• _What is asked_:
Report each line of the data below that contains the word "First", copying every such line in full. Case counts when matching.

• _Data extract_:

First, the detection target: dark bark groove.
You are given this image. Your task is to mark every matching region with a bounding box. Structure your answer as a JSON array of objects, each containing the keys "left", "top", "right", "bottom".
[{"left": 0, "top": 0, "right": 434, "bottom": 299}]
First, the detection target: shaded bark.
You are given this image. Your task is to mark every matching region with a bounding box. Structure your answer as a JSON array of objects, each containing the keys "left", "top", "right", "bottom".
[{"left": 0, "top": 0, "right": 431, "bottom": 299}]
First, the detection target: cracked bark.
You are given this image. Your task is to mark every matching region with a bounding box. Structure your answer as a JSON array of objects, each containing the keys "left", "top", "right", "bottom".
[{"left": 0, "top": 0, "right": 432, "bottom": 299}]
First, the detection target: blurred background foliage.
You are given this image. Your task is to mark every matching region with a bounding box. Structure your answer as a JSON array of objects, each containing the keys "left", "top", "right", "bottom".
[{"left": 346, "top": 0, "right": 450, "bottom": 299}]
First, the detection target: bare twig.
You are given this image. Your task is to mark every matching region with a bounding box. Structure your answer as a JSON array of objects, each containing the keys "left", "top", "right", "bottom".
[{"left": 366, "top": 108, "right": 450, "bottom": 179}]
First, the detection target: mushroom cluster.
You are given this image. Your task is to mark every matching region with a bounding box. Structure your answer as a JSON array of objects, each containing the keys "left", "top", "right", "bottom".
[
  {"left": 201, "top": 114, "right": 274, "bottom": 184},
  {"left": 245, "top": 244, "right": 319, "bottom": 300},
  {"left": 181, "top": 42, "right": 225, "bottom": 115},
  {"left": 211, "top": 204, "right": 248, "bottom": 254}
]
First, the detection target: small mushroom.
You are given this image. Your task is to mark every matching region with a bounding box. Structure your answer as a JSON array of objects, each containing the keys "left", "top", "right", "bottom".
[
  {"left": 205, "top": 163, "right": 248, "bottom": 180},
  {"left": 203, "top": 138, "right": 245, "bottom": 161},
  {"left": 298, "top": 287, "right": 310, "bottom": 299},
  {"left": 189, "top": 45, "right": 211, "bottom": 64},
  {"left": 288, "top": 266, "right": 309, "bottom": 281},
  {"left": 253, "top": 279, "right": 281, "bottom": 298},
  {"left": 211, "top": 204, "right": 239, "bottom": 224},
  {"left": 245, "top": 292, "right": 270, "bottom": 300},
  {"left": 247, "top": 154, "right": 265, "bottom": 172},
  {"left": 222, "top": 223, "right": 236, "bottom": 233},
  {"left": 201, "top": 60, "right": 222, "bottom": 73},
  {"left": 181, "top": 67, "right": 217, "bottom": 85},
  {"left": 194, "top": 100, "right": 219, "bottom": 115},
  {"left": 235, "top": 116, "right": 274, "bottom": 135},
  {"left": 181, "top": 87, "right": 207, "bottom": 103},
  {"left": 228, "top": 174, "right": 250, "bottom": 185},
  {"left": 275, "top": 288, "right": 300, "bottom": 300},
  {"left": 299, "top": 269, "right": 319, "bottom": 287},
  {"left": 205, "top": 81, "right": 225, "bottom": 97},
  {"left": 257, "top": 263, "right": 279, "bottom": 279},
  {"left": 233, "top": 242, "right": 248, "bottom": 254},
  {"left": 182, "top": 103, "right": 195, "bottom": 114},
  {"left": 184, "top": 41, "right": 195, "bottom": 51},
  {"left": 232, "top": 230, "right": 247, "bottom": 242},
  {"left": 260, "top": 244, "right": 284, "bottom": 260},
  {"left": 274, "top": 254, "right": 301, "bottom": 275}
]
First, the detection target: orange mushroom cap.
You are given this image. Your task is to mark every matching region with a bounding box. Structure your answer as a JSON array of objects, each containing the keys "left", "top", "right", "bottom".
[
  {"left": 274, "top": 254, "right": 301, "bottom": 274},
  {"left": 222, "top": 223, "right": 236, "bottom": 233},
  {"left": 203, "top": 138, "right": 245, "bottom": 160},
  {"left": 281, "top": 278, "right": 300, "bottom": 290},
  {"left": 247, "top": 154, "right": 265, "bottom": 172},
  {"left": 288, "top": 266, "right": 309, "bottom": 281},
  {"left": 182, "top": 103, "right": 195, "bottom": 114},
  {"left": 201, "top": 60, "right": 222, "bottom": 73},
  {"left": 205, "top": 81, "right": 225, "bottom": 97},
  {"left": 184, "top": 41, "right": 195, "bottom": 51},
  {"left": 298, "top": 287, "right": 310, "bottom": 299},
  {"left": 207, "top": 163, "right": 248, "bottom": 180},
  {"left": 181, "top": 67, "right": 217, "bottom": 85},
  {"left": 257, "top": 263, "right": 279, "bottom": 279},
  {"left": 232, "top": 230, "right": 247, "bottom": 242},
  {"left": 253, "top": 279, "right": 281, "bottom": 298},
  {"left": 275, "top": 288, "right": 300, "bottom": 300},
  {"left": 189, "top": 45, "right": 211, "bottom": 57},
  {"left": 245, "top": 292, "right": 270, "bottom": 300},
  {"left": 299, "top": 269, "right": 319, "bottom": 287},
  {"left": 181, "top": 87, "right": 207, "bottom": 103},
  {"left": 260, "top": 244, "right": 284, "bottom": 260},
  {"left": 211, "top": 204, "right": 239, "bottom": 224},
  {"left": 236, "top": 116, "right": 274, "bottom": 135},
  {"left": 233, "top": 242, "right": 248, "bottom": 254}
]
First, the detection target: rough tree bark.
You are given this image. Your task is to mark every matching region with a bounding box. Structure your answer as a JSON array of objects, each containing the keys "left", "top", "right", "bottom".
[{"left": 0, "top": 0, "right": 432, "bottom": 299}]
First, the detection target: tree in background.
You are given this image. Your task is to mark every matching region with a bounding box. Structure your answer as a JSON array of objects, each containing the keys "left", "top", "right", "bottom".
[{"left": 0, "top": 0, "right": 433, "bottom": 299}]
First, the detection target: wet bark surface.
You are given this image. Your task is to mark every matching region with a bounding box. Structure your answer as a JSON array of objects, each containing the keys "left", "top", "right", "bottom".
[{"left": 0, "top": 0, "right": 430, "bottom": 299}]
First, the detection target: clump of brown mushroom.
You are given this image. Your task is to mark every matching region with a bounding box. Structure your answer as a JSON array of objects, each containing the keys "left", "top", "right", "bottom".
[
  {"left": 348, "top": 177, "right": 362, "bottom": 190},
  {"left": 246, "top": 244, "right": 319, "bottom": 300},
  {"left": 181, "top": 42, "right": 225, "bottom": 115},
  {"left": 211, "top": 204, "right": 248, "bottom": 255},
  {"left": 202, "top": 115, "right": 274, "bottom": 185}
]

• _Exercise response_:
First, the detection target: dark bark groove.
First, the detection target: shaded bark.
First, the detection target: cracked bark.
First, the detection target: blurred background foliage.
First, the detection target: bare twig.
First, the detection target: mushroom cluster.
First, the detection target: small mushroom.
First, the detection target: orange mushroom cap.
First, the detection target: rough tree bark.
First, the detection target: tree in background.
First, the detection target: wet bark surface.
First, the detection target: clump of brown mushroom.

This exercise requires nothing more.